__WHAT IS BEING ASKED__
All the data should be printed again exactly as written.

__RECORDED INFORMATION__
□ □ □ □ □

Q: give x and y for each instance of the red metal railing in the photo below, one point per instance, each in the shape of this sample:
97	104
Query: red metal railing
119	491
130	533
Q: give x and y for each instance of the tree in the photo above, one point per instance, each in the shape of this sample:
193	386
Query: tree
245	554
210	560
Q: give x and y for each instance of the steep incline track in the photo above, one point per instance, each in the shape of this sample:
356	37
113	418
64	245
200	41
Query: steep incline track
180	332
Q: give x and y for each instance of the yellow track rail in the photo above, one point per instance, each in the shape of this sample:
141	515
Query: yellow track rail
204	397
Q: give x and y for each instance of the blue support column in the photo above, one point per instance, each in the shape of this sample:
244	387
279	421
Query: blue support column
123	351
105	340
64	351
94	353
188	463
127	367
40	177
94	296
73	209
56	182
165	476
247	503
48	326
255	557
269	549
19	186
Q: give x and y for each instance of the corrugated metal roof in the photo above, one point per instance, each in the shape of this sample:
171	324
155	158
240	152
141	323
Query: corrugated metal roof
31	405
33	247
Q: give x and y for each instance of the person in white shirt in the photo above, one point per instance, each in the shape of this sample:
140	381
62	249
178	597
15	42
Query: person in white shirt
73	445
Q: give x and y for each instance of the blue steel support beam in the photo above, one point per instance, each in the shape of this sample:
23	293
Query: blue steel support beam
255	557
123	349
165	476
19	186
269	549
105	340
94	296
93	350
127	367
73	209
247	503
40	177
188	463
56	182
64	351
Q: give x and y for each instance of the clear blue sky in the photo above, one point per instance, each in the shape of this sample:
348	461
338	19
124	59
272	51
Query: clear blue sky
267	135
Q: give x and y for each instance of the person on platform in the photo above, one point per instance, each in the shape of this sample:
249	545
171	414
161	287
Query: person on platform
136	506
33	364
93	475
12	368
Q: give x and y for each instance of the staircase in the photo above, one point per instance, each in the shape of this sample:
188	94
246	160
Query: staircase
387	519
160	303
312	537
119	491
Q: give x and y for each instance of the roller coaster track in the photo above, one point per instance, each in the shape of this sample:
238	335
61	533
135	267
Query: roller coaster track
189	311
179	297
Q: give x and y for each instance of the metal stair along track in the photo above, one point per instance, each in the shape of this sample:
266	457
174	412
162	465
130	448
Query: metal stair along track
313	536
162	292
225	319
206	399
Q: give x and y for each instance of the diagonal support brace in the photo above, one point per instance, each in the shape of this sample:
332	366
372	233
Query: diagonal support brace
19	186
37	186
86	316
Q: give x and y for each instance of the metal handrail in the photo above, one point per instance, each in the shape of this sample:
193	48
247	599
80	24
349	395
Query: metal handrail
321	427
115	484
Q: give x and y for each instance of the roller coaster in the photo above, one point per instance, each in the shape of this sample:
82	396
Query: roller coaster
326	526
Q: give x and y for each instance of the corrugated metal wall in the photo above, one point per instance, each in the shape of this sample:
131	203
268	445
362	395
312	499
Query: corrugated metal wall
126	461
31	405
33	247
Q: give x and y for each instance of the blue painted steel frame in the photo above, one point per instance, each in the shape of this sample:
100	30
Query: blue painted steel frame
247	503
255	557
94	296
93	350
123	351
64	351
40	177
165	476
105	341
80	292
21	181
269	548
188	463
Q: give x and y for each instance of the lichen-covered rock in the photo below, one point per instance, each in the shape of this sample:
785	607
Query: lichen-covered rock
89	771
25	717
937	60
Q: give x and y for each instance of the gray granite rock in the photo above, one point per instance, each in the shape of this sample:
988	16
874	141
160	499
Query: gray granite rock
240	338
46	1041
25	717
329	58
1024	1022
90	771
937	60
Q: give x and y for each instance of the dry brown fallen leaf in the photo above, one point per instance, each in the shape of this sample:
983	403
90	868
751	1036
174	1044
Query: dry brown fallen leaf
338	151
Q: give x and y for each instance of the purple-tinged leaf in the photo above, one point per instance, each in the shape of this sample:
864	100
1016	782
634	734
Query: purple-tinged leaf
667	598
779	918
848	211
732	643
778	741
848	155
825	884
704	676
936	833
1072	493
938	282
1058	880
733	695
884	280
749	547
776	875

□ □ □ □ □

__EXERCISE OUTPUT__
Q: give x and y for each instance of the red metal railing in the photo below, one point per instance, each in the shape of this sample:
97	104
Query: red metal railing
119	491
130	533
Q: give x and y for each instance of the tree in the photo above, one point per instance, each in the shape of this sample:
193	386
Query: tree
245	554
210	560
Q: give x and y for each instance of the steep incline track in the photo above, one point per instance, each in the shape of this sample:
356	37
113	418
64	245
200	41
Query: steep incline track
180	332
Q: give x and y for each instance of the yellow track rail in the photo above, one point per instance, each in the shape of this sample:
141	515
Query: yellow track rail
204	397
Q: give x and y for each instance of the blue support column in the photo above, one point per instance, each in the shape of this sample:
244	387
279	421
Query: blue support column
123	351
105	340
64	351
94	353
188	463
127	367
40	177
94	296
73	209
56	182
165	476
247	503
48	326
255	557
269	549
19	186
Q: give x and y for each instance of the corrugated metal roof in the photo above, one point per instance, each in the shape of this sample:
171	324
155	158
240	152
141	323
Query: corrugated metal roof
31	405
33	247
Q: give x and y for each instance of the person in white shirt in the photo above, one point per instance, each in the shape of this sample:
140	381
62	249
178	597
15	42
Query: person in white shirt
73	445
Q: give x and y for each instance of the blue steel support beam in the photo above, one point per instance, each in the shape of this sample:
23	293
Query: blue steel support beam
255	557
123	349
165	476
19	186
269	549
105	340
94	296
93	350
127	367
73	209
247	503
40	177
188	463
56	182
64	351
Q: give x and y for each instance of the clear blue sky in the photo above, one point per instance, each in the shape of this sample:
348	461
338	19
124	59
272	51
Query: clear blue sky
267	135
Q: give x and y for each instance of the person on platform in the photo above, one point per instance, each in the shape of this sample:
249	545
171	414
161	287
Query: person on platform
136	506
33	364
93	475
12	368
Q: give x and y for each instance of the staircase in the photo above, one point per instance, each in the shape of this sample:
188	94
246	160
Query: staircase
387	519
160	303
312	537
119	491
Q: give x and y for each instance of the roller coaster track in the photo above, one point per instance, each in the shape of this sample:
238	335
61	533
135	267
Query: roller coaster track
189	311
179	297
Q: give x and y for each instance of the metal stair along track in the photo above, one point per instance, each in the shape of this sample:
266	457
174	412
162	465
130	448
Query: metal stair along track
313	536
162	292
225	319
206	399
Q: give x and y for each instance of the diagonal support brace in the photo above, one point per instance, each in the shape of this sample:
332	366
372	233
Query: diagonal support brace
19	186
37	186
86	316
Q: give x and y for each instance of the metal handrail in the photo above, one point per instance, each in the shape of this sample:
193	48
247	599
80	24
349	395
Query: metal handrail
321	427
115	484
Q: give x and y for each instance of the roller coaster in the photo above, one point per instance, each in the shape of this sample:
82	396
Query: roller coaster
326	526
Q: give x and y for each instance of the corrugated metal wall in the photo above, one point per instance, each in the shape of this sample:
131	203
268	445
362	395
312	499
Query: corrugated metal wall
126	461
31	405
33	247
Q: give x and y for each instance of the blue painted steel frame in the photo above, one point per instance, each in the shape of this sample:
100	30
Query: blue painted steel frame
247	503
255	557
94	296
93	350
123	351
64	351
40	177
165	476
105	341
80	292
21	181
269	548
188	463
Q: give x and y for each instance of the lichen-covered rock in the photo below, one point per instance, each in the shape of this sample:
785	607
Query: lichen-covered rock
89	771
25	717
937	60
Q: give x and y for each instance of the gray granite rock in the photo above, one point per instance, each in the shape of this sample:
988	16
874	141
160	499
Query: gray granite rock
240	338
46	1041
25	717
329	58
1024	1022
90	771
937	60
Q: give x and y for each instance of the dry brown fallen leaf in the photo above, one point per instance, each in the shape of this sample:
983	403
90	868
751	1036
174	1044
Query: dry brown fallen leaf
338	151
Q: give x and y for each instance of the purple-tinged leaf in the photo above, one point per instance, each in the shape of this sample:
864	100
1016	782
634	734
Query: purple-tinged leaf
667	598
779	918
848	211
732	643
778	741
848	155
825	884
704	676
936	833
1072	493
938	282
1058	880
733	695
884	280
749	547
776	875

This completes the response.